## Text segment
The UMWA national leadership was frustrated over failure to achieve wage and hour demands. They called a nationwide strike, which was promptly enjoined by a federal judge. Federal troops were dispatched to Charleston, Beckley, and Clothier in November- December 1919 to enforce the injunction.(8) But continued nonunionization of the smokeless fields threatened the UMWA's very existence, and organizing efforts were not diminished by the prospect of federal intervention.(9)

In 1920 the focus of the unionization dispute shifted to Mingo County. Prounion miners clamored for organization, causing their eviction from company-owned housing. The reaction was predictable. After completing a series of evictions, a group of Baldwin- Felts Detective Agency men were ambushed while waiting for a train at Matewan. Ten men were killed in the famous "Matewan Massacre" of 19 May 1920.(10) The UMWA called a strike for recognition in the Mingo field on 1 July, touching off scattered violence over the next several months. At Cornwell's request, federal infantrymen were dispatched to mines throughout Mingo County from late August until early November. Under threat of a statewide strike, the governor acceded to UMWA demands to withdraw the troops.(11)

Violence promptly erupted again, claiming the lives of state trooper Ernest L. Ripley (killed 18 November near Vulcan) and three strikers among its victims. Declaring that "the time for temporizing is past" Governor Cornwell again requested federal troops, to be accompanied this time by a martial law proclamation. Displeased with the president's resistance to the latter action, Cornwell issued his own proclamation, placing Mingo County under martial law effective 27 November 1920. A federal infantry contingent arrived in Williamson, the county seat, the following day. Its commanding officer in turn issued a proclamation of "limited martial law" prohibiting parades, demonstrations, public assembly, and unauthorized possession of firearms and explosives. While the soldiers maintained order, state constabulary strength was growing. The last federal unit withdrew on 17 January 1921, and martial law was terminated the same day.(12)

Responsibility for maintaining law and order in Mingo County was shared by the sheriff and state police Captain James R. Brockus, who had brought 45 troopers with him when he replaced Thomas W. Norton as Company B commander. An uneasy calm prevailed throughout the early months of the new year, but latent violence surfaced dramatically in the "Three Days Battle." Beginning on 12 May 1921 strikers on both shores of the Tug River commenced sniping at houses, trains, automobiles, and persons in the open. Cooperative patrolling by authorities in Mingo and Pike County, Kentucky, was largely ineffective in capturing the gunmen. Ephraim F. Morgan, who had succeeded Cornwell as governor on 4 March, ordered Colonel Arnold to deploy the entire constabulary force to Mingo County. He then joined the Kentucky governor in submitting a joint plea for imposition of federal martial law. President Harding actually signed proclamations for both states, but withheld issuance until additional information on the situation was available. Conditions in Kentucky improved as state forces concentrated in Pike County. Truces were arranged on both sides of the border.(13)

In West Virginia, despite a similar decline in shootings, tensions remained high. There were reports of weapons being smuggled into Mingo County from state UMWA headquarters in Charleston. This was particularly ominous in view of the approaching anniversary of the "Matewan Massacre" a day when widespread striker violence was expected. On 16 May, Morgan prevailed upon Kentucky's governor for another joint plea for federal intervention. But he was informed the next day that "on the representations thus far made, the President is not convinced that West Virginia has exhausted all its own resources...."(14) Troops would be held in readiness but would not be dispatched unless widespread violence recurred.

## Data for review
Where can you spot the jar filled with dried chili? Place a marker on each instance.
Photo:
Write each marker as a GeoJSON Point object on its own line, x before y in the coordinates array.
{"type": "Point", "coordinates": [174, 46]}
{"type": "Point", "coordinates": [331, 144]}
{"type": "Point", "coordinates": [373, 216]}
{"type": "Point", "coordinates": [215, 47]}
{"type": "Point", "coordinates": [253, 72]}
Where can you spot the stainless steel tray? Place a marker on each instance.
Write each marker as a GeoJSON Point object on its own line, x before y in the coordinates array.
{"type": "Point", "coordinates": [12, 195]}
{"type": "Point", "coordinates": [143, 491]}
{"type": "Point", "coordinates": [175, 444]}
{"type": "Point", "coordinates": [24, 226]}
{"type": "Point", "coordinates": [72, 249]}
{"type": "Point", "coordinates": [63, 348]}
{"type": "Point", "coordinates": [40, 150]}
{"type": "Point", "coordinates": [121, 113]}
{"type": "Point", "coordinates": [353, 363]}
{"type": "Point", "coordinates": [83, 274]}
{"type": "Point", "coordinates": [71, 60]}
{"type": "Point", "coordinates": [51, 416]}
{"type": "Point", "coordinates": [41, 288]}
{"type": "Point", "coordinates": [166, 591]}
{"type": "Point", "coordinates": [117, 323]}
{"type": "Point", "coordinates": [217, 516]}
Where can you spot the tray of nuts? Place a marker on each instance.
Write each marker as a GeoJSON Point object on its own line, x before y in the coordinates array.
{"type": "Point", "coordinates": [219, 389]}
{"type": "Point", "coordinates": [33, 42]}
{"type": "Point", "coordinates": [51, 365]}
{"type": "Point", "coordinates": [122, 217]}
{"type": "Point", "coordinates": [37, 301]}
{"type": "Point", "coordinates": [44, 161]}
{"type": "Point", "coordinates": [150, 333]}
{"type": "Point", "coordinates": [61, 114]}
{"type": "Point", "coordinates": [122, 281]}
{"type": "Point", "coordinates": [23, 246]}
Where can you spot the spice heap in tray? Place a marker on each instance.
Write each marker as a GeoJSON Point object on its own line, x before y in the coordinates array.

## Work instruction A
In the Mingo County passage, on what date did the last federal unit withdraw?
## Work instruction B
Please return everything in the Mingo County passage from "In West Virginia, despite" down to "widespread violence recurred.", copied word for word.

## Answer section A
17 January 1921

## Answer section B
In West Virginia, despite a similar decline in shootings, tensions remained high. There were reports of weapons being smuggled into Mingo County from state UMWA headquarters in Charleston. This was particularly ominous in view of the approaching anniversary of the "Matewan Massacre" a day when widespread striker violence was expected. On 16 May, Morgan prevailed upon Kentucky's governor for another joint plea for federal intervention. But he was informed the next day that "on the representations thus far made, the President is not convinced that West Virginia has exhausted all its own resources...."(14) Troops would be held in readiness but would not be dispatched unless widespread violence recurred.